-- start --

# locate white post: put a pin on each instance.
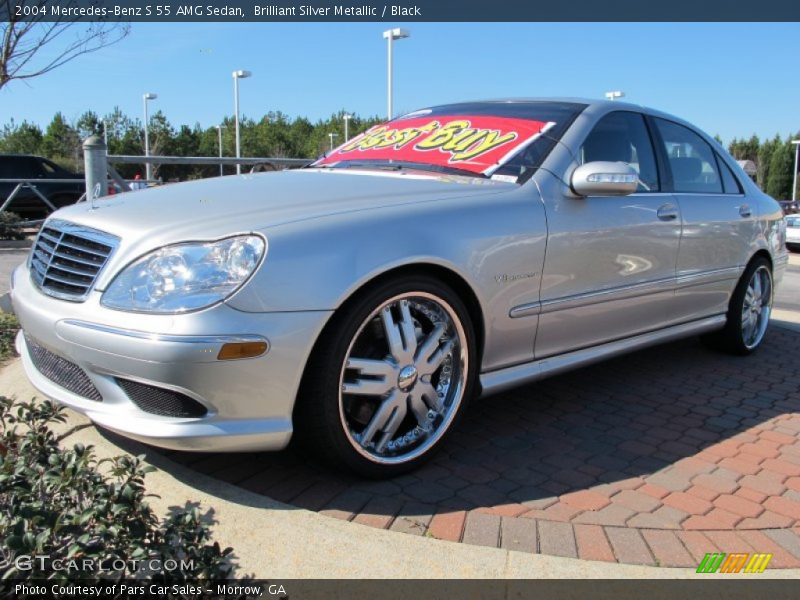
(389, 76)
(794, 179)
(219, 139)
(236, 121)
(391, 35)
(237, 75)
(148, 168)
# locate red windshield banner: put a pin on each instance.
(473, 143)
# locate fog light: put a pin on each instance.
(236, 350)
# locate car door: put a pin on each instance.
(719, 224)
(610, 261)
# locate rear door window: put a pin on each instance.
(691, 159)
(730, 184)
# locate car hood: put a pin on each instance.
(220, 206)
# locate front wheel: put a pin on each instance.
(389, 378)
(749, 311)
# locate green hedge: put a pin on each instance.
(65, 503)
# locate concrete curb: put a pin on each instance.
(275, 540)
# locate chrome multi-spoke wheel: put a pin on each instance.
(389, 377)
(748, 312)
(403, 377)
(756, 307)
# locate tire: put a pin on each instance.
(748, 312)
(389, 378)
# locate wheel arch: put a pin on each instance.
(452, 279)
(448, 276)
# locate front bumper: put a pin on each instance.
(249, 402)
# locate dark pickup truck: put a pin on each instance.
(37, 171)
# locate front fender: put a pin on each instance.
(495, 245)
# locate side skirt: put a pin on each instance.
(494, 382)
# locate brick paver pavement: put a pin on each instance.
(652, 458)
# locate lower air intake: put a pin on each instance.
(62, 372)
(160, 401)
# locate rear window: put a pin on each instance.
(491, 139)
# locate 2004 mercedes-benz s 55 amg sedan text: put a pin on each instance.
(362, 301)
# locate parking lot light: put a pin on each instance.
(219, 140)
(237, 75)
(794, 179)
(148, 168)
(390, 35)
(346, 118)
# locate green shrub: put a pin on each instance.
(9, 326)
(56, 501)
(10, 228)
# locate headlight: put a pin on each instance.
(185, 277)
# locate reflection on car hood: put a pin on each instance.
(223, 205)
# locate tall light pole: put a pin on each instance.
(390, 35)
(346, 118)
(219, 140)
(237, 75)
(148, 168)
(794, 180)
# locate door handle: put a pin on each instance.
(667, 212)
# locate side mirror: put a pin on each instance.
(603, 178)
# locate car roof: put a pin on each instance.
(582, 102)
(4, 155)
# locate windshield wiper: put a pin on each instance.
(405, 165)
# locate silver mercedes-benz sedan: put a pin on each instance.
(360, 303)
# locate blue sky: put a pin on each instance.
(730, 79)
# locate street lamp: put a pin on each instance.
(794, 181)
(346, 118)
(148, 168)
(390, 35)
(219, 140)
(237, 75)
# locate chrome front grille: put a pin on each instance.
(67, 258)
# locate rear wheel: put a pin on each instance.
(389, 378)
(749, 311)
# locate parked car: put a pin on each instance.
(790, 207)
(362, 302)
(793, 233)
(37, 170)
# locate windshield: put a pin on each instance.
(501, 140)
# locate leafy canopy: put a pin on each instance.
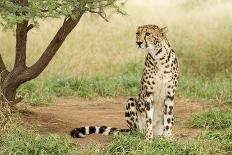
(13, 12)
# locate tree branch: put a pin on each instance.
(33, 71)
(29, 27)
(21, 42)
(3, 71)
(21, 39)
(2, 65)
(100, 13)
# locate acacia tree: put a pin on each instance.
(22, 16)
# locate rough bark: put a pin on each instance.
(10, 81)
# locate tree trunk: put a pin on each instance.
(10, 81)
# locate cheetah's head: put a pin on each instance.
(150, 36)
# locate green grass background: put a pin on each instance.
(101, 59)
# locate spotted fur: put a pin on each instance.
(152, 110)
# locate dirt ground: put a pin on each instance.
(68, 113)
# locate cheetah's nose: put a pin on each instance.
(139, 43)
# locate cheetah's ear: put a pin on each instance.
(164, 30)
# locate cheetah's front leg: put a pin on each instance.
(131, 114)
(149, 118)
(168, 117)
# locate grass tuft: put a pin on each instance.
(135, 145)
(20, 141)
(214, 118)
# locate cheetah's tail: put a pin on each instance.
(87, 130)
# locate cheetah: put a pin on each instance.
(152, 110)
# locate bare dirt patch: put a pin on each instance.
(69, 113)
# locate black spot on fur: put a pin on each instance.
(127, 114)
(128, 122)
(170, 98)
(160, 50)
(82, 130)
(168, 120)
(170, 110)
(92, 129)
(102, 129)
(112, 130)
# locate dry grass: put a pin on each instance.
(200, 32)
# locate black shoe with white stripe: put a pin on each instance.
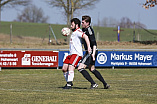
(68, 86)
(93, 86)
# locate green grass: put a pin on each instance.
(105, 33)
(43, 86)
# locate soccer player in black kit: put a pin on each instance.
(89, 59)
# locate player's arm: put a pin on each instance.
(85, 37)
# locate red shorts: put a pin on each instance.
(72, 59)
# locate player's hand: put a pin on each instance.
(89, 50)
(93, 56)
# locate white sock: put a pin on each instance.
(70, 76)
(66, 75)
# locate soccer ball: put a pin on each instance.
(65, 31)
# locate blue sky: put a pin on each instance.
(105, 8)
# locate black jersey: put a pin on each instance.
(90, 33)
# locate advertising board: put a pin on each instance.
(28, 59)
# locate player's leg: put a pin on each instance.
(98, 76)
(72, 64)
(65, 71)
(65, 67)
(82, 70)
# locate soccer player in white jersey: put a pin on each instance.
(76, 52)
(89, 60)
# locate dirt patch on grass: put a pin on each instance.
(43, 43)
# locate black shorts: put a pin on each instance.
(88, 59)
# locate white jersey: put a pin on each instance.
(75, 42)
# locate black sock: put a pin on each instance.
(69, 83)
(86, 75)
(99, 76)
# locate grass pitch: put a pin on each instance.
(44, 86)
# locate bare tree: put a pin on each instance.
(149, 3)
(12, 3)
(70, 6)
(32, 14)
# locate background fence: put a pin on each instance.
(16, 30)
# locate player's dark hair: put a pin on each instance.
(76, 21)
(87, 18)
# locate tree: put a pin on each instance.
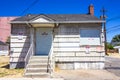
(109, 46)
(116, 40)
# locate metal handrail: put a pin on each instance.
(29, 54)
(49, 65)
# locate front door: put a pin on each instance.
(43, 41)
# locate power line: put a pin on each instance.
(29, 7)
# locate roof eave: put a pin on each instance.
(99, 21)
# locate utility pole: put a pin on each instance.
(104, 27)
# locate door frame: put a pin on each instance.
(35, 40)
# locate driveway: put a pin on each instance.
(112, 65)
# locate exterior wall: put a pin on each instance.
(5, 28)
(68, 52)
(4, 50)
(20, 42)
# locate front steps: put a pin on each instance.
(37, 67)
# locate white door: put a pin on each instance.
(43, 41)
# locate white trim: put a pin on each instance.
(97, 21)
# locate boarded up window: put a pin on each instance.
(89, 37)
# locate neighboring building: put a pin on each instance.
(4, 48)
(117, 47)
(5, 28)
(68, 41)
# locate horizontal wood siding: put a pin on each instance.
(68, 51)
(20, 42)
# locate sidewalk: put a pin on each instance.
(31, 79)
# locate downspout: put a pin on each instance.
(31, 35)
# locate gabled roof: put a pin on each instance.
(2, 43)
(58, 18)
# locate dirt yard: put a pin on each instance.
(86, 75)
(6, 72)
(115, 55)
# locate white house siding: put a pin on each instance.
(4, 49)
(70, 54)
(20, 42)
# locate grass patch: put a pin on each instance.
(6, 72)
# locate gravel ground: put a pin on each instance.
(113, 65)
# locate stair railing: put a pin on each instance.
(29, 54)
(50, 62)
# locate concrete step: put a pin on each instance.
(37, 75)
(35, 65)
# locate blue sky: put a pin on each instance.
(16, 8)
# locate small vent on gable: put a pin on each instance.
(40, 20)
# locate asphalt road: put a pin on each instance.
(113, 65)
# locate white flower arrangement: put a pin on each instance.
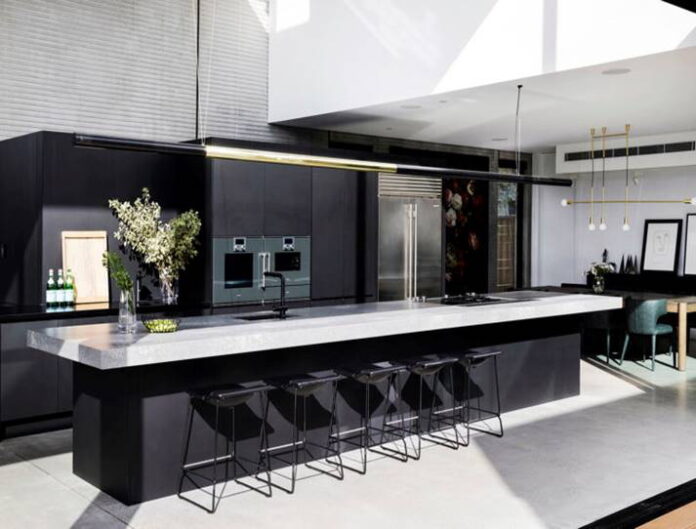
(165, 246)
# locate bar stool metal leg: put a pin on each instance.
(439, 438)
(497, 413)
(230, 457)
(392, 382)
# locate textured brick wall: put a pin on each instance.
(127, 68)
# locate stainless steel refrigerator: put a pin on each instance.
(410, 237)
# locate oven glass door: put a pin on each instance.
(287, 261)
(237, 274)
(239, 270)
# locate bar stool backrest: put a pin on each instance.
(642, 315)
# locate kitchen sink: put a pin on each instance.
(263, 316)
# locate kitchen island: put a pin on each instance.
(131, 392)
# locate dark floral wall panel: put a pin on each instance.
(465, 206)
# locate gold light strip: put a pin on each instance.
(252, 155)
(690, 201)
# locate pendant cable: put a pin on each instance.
(602, 224)
(518, 144)
(591, 225)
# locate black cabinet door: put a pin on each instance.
(329, 190)
(236, 198)
(28, 378)
(344, 234)
(287, 200)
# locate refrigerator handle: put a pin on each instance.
(415, 250)
(262, 268)
(409, 252)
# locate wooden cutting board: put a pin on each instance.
(82, 253)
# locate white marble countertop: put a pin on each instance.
(102, 347)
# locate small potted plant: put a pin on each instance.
(596, 273)
(165, 247)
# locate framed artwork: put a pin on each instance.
(661, 240)
(690, 245)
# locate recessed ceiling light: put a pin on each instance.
(616, 71)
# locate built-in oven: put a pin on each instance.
(239, 264)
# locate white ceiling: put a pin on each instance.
(658, 95)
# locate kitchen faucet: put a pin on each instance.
(282, 308)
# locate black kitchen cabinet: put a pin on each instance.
(28, 378)
(34, 384)
(236, 198)
(254, 199)
(344, 247)
(287, 200)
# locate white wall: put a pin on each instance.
(332, 55)
(553, 229)
(562, 246)
(127, 68)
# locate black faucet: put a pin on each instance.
(282, 308)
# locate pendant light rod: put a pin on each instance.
(518, 147)
(690, 201)
(309, 160)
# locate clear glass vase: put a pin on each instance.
(170, 292)
(126, 312)
(598, 284)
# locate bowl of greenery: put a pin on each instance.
(158, 325)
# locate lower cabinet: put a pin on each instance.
(28, 378)
(33, 383)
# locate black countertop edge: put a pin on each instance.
(27, 313)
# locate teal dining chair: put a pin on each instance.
(642, 320)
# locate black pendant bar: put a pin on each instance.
(107, 142)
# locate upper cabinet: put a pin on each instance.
(250, 198)
(287, 200)
(344, 228)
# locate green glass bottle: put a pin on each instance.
(69, 288)
(60, 289)
(50, 291)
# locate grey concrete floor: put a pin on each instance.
(628, 436)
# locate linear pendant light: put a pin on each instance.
(307, 160)
(691, 201)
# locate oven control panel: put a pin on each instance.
(239, 244)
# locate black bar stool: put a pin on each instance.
(426, 366)
(370, 375)
(226, 399)
(302, 387)
(473, 360)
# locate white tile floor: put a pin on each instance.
(559, 465)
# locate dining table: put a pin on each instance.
(682, 306)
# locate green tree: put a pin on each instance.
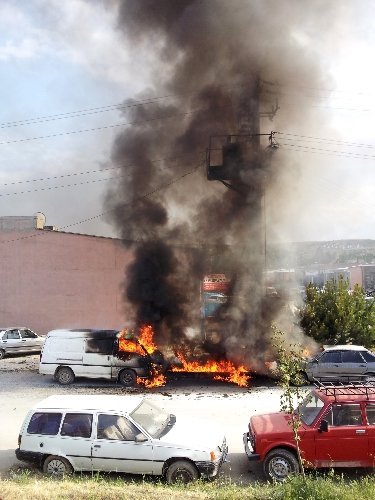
(336, 315)
(289, 358)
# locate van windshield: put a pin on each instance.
(152, 419)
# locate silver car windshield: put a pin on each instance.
(310, 408)
(151, 418)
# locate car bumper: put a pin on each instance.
(212, 468)
(248, 449)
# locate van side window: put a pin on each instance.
(44, 423)
(370, 414)
(116, 427)
(77, 425)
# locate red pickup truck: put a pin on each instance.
(337, 429)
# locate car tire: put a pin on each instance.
(279, 464)
(127, 378)
(304, 378)
(56, 466)
(181, 472)
(65, 375)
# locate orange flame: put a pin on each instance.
(237, 375)
(146, 338)
(157, 381)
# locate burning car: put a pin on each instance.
(107, 354)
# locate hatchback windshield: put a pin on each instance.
(153, 419)
(310, 408)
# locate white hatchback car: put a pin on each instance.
(63, 434)
(14, 340)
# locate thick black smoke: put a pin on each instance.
(209, 60)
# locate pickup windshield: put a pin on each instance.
(152, 419)
(310, 408)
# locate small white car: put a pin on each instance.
(128, 434)
(14, 340)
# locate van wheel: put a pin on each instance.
(57, 466)
(279, 464)
(128, 378)
(65, 376)
(181, 471)
(369, 378)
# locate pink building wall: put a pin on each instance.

-- end --

# TASK PROMPT:
Everything from the line containing "# locate red pickup" to the last line of the entries above should be quoted exactly, and only that.

# RESULT:
# locate red pickup truck: put a pin on each instance.
(337, 429)
# locate car tire: put a pin on each instance.
(279, 464)
(127, 378)
(304, 378)
(56, 466)
(181, 472)
(65, 375)
# locate orange flame: put a pin on each instance.
(237, 375)
(146, 338)
(157, 381)
# locate burning car: put a pin on each instance.
(107, 354)
# locate hatchback windshield: put a pin on each instance.
(153, 419)
(310, 408)
# locate white hatchback car: put a pin on each instance.
(63, 434)
(14, 340)
# locate thick black smoke: put a pin on each instance.
(209, 60)
# locate pickup windshield: put a pin on each instance.
(152, 419)
(310, 408)
# locate small white car: put a pin on each instance.
(128, 434)
(14, 340)
# locate van wheel: put a pin on each instance.
(57, 466)
(279, 464)
(128, 378)
(65, 376)
(181, 471)
(369, 378)
# locate pink building wall: put a pin on each instance.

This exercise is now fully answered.